Data for review =>
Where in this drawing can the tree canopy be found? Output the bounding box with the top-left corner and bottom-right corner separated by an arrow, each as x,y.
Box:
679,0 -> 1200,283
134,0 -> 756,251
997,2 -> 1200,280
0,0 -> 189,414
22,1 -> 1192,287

What you are asked to do => Reproduce each record above exactly, keeping every word as it stands.

Answer to this exercise =>
Where in this drawing can the tree canopy be found? Output the bounding box with the top-left corner and bottom-right corner separated by an arrow, each as x,y.
Box:
679,0 -> 1200,283
134,0 -> 756,251
997,2 -> 1200,280
0,0 -> 189,414
22,1 -> 1192,287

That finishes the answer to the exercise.